Render the entries below as a Markdown table with the columns No. and Line, one row per line and blank lines omitted, with the pictures left out. Cover only the span that starts at the beginning of the entries and ends with the line containing "[(404, 135)]", both ends included.

* **Given records**

[Begin]

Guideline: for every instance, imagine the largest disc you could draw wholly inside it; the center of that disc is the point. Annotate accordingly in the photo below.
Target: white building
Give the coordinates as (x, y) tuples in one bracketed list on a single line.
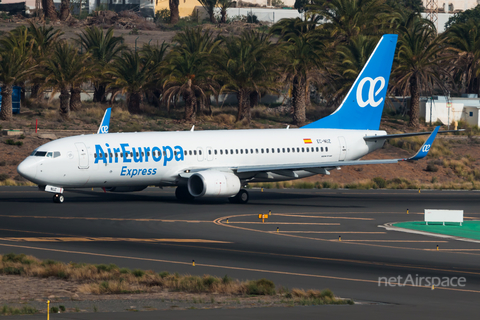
[(449, 110)]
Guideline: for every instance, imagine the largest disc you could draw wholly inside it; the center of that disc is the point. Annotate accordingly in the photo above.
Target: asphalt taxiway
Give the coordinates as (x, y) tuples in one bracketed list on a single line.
[(151, 230)]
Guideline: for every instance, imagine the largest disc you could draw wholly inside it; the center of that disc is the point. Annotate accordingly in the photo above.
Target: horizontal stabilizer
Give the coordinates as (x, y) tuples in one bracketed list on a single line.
[(404, 135)]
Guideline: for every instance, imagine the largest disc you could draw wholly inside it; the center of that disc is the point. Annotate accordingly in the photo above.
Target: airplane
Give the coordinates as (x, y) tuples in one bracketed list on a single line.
[(218, 163)]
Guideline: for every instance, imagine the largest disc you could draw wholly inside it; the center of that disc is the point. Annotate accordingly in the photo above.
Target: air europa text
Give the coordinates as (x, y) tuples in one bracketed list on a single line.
[(127, 154)]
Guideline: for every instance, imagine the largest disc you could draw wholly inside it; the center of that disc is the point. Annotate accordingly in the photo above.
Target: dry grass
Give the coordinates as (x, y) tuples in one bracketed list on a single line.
[(109, 279)]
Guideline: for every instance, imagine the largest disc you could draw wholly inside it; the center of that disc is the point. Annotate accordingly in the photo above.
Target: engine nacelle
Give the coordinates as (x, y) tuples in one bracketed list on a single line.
[(212, 183), (126, 189)]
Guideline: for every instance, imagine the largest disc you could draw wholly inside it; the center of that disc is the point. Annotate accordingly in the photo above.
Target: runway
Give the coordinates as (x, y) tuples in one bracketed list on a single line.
[(325, 239)]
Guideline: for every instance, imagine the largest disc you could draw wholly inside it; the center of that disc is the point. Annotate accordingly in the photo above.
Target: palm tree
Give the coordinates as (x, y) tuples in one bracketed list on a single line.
[(246, 65), (463, 41), (418, 63), (130, 74), (302, 48), (156, 55), (49, 10), (15, 65), (174, 14), (65, 69), (43, 38), (224, 5), (209, 6), (104, 47), (189, 69)]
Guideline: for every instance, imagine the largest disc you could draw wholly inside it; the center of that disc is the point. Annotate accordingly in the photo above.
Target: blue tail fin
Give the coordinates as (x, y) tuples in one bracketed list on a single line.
[(105, 122), (362, 107)]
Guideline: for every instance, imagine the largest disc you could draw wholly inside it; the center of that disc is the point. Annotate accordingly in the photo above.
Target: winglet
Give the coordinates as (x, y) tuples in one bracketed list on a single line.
[(105, 122), (422, 153)]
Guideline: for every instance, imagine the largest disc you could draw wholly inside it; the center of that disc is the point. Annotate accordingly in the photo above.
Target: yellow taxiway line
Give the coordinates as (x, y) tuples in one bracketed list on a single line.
[(105, 239)]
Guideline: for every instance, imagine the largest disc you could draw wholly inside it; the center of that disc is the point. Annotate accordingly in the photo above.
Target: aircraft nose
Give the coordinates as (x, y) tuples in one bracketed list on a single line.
[(27, 169)]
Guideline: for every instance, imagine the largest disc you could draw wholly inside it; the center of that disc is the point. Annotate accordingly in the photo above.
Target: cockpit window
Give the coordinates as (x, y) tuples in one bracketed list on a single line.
[(40, 153)]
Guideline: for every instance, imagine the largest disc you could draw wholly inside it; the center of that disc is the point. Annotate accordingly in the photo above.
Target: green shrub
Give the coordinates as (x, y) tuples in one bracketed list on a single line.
[(261, 287), (106, 268), (12, 257), (380, 182), (431, 168), (12, 271), (209, 281), (138, 273), (226, 279)]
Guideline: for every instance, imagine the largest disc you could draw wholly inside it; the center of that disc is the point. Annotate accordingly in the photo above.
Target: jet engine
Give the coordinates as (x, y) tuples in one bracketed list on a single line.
[(126, 189), (210, 183)]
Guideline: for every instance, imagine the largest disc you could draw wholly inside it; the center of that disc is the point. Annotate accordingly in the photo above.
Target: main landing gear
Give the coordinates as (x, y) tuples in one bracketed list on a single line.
[(182, 194), (58, 198), (241, 197)]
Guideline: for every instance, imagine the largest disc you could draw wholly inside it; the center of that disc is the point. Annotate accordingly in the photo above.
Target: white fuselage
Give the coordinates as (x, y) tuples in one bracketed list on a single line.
[(157, 158)]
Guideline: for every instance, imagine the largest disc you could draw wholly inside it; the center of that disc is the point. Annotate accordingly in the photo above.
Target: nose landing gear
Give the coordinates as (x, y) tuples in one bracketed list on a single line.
[(58, 198)]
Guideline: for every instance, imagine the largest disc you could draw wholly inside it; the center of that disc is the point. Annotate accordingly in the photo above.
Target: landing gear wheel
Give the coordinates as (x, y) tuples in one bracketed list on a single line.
[(182, 194), (58, 198), (241, 197)]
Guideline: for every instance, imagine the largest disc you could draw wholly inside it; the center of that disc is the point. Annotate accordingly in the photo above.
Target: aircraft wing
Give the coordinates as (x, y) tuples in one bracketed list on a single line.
[(105, 122)]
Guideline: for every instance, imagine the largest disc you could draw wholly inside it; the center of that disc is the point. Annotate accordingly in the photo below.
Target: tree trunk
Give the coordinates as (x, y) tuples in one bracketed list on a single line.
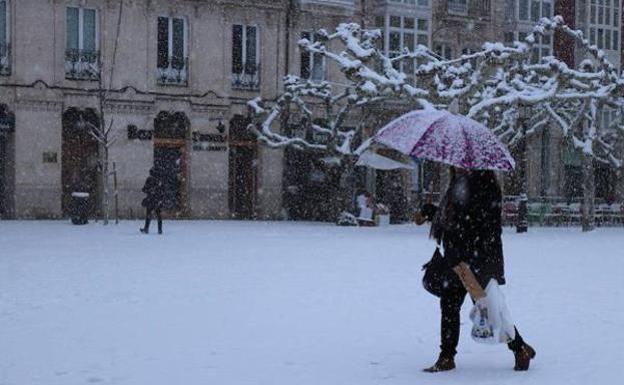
[(347, 186), (589, 193), (105, 192)]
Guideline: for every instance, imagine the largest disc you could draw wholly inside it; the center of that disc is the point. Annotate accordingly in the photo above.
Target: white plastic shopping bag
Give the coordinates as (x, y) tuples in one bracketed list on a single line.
[(492, 323)]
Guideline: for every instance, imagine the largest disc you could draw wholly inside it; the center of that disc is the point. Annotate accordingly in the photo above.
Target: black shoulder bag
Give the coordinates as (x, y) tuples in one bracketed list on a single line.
[(439, 277)]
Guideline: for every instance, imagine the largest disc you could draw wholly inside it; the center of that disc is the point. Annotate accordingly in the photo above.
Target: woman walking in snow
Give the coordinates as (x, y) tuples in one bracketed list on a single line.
[(153, 200), (468, 224)]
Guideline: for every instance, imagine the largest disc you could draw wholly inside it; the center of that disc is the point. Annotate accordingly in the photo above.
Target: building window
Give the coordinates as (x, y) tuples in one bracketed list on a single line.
[(403, 33), (604, 24), (172, 60), (312, 65), (443, 50), (470, 51), (541, 48), (245, 57), (459, 7), (421, 3), (534, 10), (82, 55), (5, 41)]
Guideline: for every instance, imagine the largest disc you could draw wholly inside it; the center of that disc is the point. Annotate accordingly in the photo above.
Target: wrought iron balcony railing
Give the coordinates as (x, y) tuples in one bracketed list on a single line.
[(457, 7), (174, 72), (248, 79), (5, 59), (81, 64)]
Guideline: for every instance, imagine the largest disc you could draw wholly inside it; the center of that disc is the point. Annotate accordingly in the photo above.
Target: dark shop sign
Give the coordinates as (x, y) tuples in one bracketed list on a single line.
[(209, 142), (7, 124)]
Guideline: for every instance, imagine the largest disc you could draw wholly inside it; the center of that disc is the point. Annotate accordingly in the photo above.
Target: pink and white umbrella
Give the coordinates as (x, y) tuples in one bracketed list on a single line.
[(443, 137)]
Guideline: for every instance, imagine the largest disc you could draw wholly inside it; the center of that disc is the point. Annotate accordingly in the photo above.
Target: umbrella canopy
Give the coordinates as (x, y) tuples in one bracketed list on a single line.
[(379, 162), (443, 137)]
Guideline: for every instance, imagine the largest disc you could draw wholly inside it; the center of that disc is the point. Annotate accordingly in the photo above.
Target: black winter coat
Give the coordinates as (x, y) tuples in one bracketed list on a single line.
[(472, 233), (153, 190)]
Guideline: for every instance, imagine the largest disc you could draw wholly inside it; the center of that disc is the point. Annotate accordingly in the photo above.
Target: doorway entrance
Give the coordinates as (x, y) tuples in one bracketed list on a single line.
[(170, 133), (79, 158), (242, 169), (7, 166)]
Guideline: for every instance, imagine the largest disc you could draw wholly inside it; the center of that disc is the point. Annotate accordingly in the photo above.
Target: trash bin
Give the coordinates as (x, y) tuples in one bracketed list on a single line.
[(80, 208)]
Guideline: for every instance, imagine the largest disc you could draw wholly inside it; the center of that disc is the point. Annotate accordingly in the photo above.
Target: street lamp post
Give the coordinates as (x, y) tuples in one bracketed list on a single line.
[(522, 224)]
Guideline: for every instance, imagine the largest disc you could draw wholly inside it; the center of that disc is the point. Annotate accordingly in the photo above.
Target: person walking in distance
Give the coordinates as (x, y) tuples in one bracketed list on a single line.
[(153, 200)]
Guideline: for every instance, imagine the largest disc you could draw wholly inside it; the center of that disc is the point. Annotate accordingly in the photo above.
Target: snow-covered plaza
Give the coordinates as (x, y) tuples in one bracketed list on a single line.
[(277, 303)]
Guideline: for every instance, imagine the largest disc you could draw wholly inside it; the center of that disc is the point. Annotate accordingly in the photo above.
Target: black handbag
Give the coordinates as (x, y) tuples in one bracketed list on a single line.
[(439, 277)]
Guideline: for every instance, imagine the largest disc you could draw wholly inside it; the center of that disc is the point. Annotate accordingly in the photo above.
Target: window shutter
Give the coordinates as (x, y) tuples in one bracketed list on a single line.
[(88, 34), (163, 42), (3, 26), (72, 28), (251, 59), (305, 58), (178, 44), (237, 49)]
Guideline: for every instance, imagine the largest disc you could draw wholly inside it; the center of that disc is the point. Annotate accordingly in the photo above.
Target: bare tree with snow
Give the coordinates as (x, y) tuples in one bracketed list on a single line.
[(488, 85)]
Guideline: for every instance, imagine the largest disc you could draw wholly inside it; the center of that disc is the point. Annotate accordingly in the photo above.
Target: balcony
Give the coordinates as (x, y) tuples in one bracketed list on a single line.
[(82, 64), (174, 72), (458, 10), (248, 79), (5, 59), (457, 7)]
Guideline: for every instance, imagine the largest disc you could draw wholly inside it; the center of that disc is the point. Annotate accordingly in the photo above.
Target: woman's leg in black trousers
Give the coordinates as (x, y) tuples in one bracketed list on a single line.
[(148, 213), (158, 216), (450, 305)]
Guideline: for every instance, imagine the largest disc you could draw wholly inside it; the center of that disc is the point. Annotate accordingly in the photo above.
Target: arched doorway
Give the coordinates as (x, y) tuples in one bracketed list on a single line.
[(79, 157), (242, 166), (170, 159), (7, 160)]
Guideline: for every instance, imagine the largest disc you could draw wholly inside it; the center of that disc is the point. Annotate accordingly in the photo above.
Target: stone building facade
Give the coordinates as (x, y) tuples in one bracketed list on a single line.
[(177, 76)]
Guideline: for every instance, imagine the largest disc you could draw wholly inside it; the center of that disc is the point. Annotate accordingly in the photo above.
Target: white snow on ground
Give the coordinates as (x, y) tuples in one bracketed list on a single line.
[(229, 303)]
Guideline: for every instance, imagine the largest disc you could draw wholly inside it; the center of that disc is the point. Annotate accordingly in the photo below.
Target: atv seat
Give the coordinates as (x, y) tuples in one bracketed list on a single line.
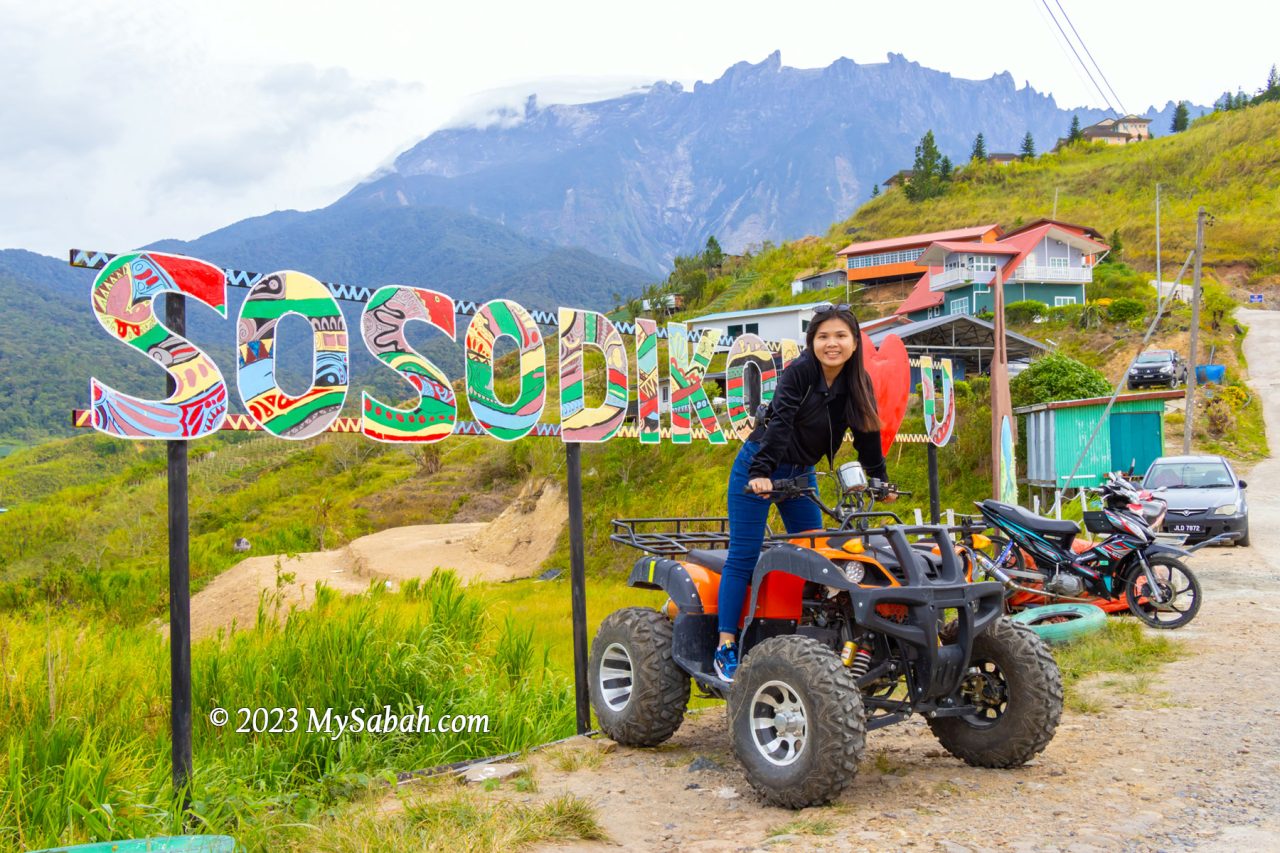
[(1032, 521), (713, 560)]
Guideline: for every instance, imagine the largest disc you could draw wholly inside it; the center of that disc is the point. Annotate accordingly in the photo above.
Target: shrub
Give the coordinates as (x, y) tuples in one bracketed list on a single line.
[(1056, 377), (1219, 416), (1066, 314), (1024, 311), (1125, 309)]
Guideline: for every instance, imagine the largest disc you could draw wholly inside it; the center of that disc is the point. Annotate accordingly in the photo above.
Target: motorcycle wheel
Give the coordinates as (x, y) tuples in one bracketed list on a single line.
[(1171, 576)]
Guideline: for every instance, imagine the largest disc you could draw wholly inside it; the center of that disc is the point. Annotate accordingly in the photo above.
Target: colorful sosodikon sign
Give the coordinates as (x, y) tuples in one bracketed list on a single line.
[(124, 288)]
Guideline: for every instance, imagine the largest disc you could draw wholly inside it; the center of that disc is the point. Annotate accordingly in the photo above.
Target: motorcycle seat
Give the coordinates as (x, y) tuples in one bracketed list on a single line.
[(1031, 520), (713, 560)]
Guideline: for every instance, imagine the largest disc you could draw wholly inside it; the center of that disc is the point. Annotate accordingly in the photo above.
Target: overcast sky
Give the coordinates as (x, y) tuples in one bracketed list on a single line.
[(122, 123)]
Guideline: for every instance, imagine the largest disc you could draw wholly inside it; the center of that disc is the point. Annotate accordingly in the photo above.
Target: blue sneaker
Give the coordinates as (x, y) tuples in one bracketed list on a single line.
[(726, 661)]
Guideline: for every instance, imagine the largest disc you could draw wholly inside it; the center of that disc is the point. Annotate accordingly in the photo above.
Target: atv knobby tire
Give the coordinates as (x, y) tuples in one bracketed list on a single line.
[(638, 692), (1014, 665), (796, 721)]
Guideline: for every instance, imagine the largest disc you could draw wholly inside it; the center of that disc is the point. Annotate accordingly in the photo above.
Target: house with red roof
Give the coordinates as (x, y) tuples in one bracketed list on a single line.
[(890, 264), (1047, 260)]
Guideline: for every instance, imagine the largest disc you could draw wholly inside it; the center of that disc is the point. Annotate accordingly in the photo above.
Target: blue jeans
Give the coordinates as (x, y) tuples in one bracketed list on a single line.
[(746, 519)]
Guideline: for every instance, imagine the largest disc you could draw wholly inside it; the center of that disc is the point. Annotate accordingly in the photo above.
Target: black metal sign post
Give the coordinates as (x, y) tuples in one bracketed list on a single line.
[(179, 587), (935, 500), (577, 583)]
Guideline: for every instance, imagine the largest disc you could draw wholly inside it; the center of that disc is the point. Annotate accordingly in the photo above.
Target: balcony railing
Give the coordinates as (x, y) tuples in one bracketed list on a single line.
[(1028, 273), (950, 277)]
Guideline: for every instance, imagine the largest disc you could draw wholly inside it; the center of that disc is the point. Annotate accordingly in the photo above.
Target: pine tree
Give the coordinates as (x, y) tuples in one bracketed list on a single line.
[(1182, 118), (713, 256), (1271, 91), (979, 149), (926, 172)]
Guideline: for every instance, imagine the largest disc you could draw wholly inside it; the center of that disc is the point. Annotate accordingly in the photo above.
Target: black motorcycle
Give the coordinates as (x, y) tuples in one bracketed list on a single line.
[(1133, 561)]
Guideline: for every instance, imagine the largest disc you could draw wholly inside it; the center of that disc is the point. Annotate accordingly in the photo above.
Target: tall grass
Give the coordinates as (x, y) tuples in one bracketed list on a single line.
[(85, 714)]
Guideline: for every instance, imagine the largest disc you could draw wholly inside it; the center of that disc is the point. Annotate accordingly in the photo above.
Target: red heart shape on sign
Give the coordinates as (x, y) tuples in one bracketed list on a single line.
[(891, 379)]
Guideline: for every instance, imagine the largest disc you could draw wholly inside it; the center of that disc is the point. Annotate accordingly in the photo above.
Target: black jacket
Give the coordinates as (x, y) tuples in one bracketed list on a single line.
[(807, 422)]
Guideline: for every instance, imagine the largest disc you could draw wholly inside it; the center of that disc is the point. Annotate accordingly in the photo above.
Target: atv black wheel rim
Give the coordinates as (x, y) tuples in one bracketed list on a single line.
[(987, 690), (616, 676), (778, 723)]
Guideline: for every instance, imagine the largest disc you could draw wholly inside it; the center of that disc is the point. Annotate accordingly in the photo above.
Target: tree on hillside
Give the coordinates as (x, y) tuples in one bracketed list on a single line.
[(1056, 377), (1271, 91), (713, 255), (1116, 252), (979, 149), (927, 179)]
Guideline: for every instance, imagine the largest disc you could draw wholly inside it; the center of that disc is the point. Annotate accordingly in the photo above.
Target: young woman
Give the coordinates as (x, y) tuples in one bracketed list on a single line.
[(819, 396)]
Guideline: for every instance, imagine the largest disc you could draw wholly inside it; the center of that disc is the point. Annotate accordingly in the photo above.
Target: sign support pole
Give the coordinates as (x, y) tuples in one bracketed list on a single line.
[(935, 500), (179, 588), (577, 583)]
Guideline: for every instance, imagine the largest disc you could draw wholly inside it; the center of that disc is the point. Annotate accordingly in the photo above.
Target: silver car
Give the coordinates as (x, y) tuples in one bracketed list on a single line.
[(1205, 497)]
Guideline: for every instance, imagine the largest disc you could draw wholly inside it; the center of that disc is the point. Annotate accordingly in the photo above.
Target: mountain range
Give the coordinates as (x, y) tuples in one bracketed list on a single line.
[(549, 205), (766, 153)]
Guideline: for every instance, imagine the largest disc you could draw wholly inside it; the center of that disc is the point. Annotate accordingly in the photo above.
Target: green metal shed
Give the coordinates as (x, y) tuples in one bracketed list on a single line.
[(1056, 432)]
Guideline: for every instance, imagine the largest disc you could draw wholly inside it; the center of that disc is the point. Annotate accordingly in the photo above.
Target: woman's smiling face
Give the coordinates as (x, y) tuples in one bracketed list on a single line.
[(833, 342)]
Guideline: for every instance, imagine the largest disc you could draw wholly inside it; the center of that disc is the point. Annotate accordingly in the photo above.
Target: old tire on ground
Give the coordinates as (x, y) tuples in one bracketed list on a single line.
[(638, 692), (1063, 623), (796, 721), (1016, 687), (1171, 574)]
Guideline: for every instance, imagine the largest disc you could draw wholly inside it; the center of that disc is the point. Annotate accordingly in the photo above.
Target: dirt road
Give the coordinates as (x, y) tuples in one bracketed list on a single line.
[(1193, 762)]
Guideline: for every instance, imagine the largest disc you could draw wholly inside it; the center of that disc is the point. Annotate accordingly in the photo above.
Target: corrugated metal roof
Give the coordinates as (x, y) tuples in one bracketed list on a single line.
[(918, 240), (734, 315)]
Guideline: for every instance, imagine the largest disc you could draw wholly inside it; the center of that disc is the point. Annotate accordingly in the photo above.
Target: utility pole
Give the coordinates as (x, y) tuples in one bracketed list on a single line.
[(1191, 360), (1160, 282)]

[End]

* **Correct response**
| No. | Line |
|---|---|
| 1 | Guideline: for every instance, imagine the largest disc you could draw wholly inside it; the center of that disc is the point. Annotate accordingly in the photo below. |
| 2 | Target: white building |
| 3 | Give the coordinates as (x, y) tuples in one bracketed list on a single line. |
| 4 | [(449, 110)] |
| 5 | Guideline: for every instance, imagine the largest disc you could draw wholly inside it; the center of that disc is the point. Annotate accordingly in the photo above. |
| 6 | Target: asphalt taxiway |
| 7 | Give the coordinates as (x, y) tuples in one bracketed list on a single line. |
| 8 | [(151, 230)] |
| 9 | Guideline: for every instance, imagine the largest disc you could draw wholly inside it; the center of that disc is the point. Annotate accordingly in the photo above. |
| 10 | Target: horizontal stabilizer |
| 11 | Give the coordinates as (x, y) tuples in one bracketed list on a single line. |
| 12 | [(404, 135)] |